>> Start Record excerpts

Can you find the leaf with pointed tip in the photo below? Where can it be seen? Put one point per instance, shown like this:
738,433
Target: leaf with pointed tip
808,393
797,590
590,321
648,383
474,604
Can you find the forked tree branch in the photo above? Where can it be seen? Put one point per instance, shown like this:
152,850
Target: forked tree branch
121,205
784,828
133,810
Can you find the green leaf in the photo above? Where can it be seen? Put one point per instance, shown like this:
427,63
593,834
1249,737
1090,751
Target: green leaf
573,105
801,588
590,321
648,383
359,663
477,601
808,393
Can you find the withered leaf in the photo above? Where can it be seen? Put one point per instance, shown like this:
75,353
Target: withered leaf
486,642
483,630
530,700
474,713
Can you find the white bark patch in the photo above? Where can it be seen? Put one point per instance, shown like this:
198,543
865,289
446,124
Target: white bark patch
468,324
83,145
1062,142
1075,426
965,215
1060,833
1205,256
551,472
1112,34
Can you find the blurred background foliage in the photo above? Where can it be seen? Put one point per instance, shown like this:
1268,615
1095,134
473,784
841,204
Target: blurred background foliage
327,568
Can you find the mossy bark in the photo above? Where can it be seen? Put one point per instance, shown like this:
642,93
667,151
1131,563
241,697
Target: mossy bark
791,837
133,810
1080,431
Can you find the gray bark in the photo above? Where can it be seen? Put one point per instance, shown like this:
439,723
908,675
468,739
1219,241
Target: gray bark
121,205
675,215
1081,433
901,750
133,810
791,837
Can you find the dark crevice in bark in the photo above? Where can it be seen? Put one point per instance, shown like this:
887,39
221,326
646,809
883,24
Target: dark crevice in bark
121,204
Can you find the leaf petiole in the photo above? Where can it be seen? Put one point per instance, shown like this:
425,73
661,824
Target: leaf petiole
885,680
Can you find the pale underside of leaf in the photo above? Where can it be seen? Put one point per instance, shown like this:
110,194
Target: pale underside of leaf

>> End Record excerpts

Output all the lines above as a numbered list, omitting any blank lines.

Result ▸
1. Can you find the leaf with pointed tip in the photo below? Where can it be seen? Put one point per instance, shown like this:
2. 738,433
3. Target: leaf with pointed tip
4. 808,393
5. 797,590
6. 590,321
7. 648,383
8. 474,604
9. Can you find the forked tree branch in the photo above? Where can it be seen? Put one point per instance, shown like this:
10. 152,850
11. Target: forked tree branch
12. 121,205
13. 784,828
14. 133,810
15. Can you find the green leaf in the photo above? Where can it be seen? Put one point per instance, shown like this:
16. 427,63
17. 593,834
18. 1249,737
19. 1090,751
20. Target: green leaf
21. 573,105
22. 801,588
23. 590,321
24. 648,383
25. 359,663
26. 477,601
27. 808,393
28. Can you find the withered leaf in the photo above? Where can it be seen? Put one point per instance, shown like this:
29. 75,353
30. Target: withered leaf
31. 486,642
32. 483,630
33. 530,700
34. 474,713
35. Can you find the white bark patch in the photo above? Where can it be seen? Put one point per instance, shown like this:
36. 198,543
37. 865,289
38. 446,124
39. Target: white bark patch
40. 468,324
41. 83,145
42. 1062,142
43. 1075,426
44. 965,215
45. 1060,833
46. 1205,256
47. 551,472
48. 1112,34
49. Can you find the blurred background foliage in the photo above? Where can it be seen? Put one point per instance, shown like this:
50. 1268,615
51. 1095,134
52. 473,784
53. 841,204
54. Target: blurred background foliage
55. 327,568
56. Can you find the mossy bark in the photo above? Where can it be seen? Put one point per instance, shown like this:
57. 642,93
58. 667,151
59. 1131,563
60. 241,697
61. Target: mossy bark
62. 791,837
63. 133,810
64. 1080,431
65. Can you find the gray bark in the photo above? Where can it be seen? Put one point per instance, shown like this:
66. 439,723
67. 908,675
68. 468,739
69. 1219,241
70. Target: gray bark
71. 121,205
72. 675,215
73. 1081,433
74. 901,750
75. 133,810
76. 791,837
77. Can you find the dark crevice in bark in the photo above? Where can it be seen? Put one point per instance, shown like this:
78. 887,39
79. 221,326
80. 646,809
81. 883,24
82. Target: dark crevice in bark
83. 121,204
84. Can you find the leaf petiole in the photo above? Where can it be seen? Put one point per instance, shown like this:
85. 425,73
86. 661,824
87. Target: leaf petiole
88. 885,680
89. Can you find the pale underside of leaf in the photo above? Where can it be seen? Put one point per instance, shown like this:
90. 110,194
91. Target: pale underside of leaf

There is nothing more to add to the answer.